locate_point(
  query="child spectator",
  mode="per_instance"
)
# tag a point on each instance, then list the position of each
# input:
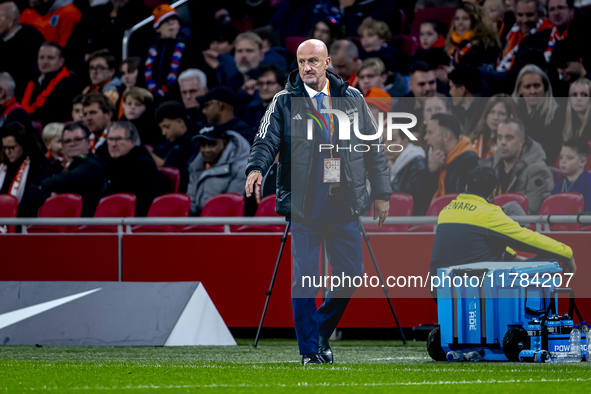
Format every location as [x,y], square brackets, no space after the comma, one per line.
[138,107]
[52,138]
[168,57]
[129,70]
[432,34]
[375,36]
[78,109]
[484,136]
[573,158]
[472,40]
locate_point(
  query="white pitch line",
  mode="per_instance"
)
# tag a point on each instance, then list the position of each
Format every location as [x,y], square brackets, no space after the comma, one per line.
[305,384]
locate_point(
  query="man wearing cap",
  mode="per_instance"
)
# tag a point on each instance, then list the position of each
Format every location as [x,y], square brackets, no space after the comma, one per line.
[219,166]
[322,191]
[218,107]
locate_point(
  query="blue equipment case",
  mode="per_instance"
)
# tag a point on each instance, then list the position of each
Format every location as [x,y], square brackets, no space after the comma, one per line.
[483,317]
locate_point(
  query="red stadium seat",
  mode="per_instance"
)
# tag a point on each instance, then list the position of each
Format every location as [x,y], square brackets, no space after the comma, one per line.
[265,208]
[67,205]
[227,204]
[435,207]
[401,204]
[173,175]
[557,174]
[168,206]
[8,209]
[121,205]
[508,197]
[564,204]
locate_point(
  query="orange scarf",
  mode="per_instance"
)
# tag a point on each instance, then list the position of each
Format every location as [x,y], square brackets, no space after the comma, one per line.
[40,100]
[464,145]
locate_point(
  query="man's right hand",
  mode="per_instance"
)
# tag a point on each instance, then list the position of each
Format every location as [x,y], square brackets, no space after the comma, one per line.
[253,177]
[436,160]
[570,266]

__Action item__. If a line in the records above contains the word "query", copy it.

__Solution to this exercise__.
  query="child spectator",
  query="white pitch line",
  query="man wearing cap",
  query="blue equipment case",
  query="red stadium seat",
  query="orange scarf",
  query="man's right hand",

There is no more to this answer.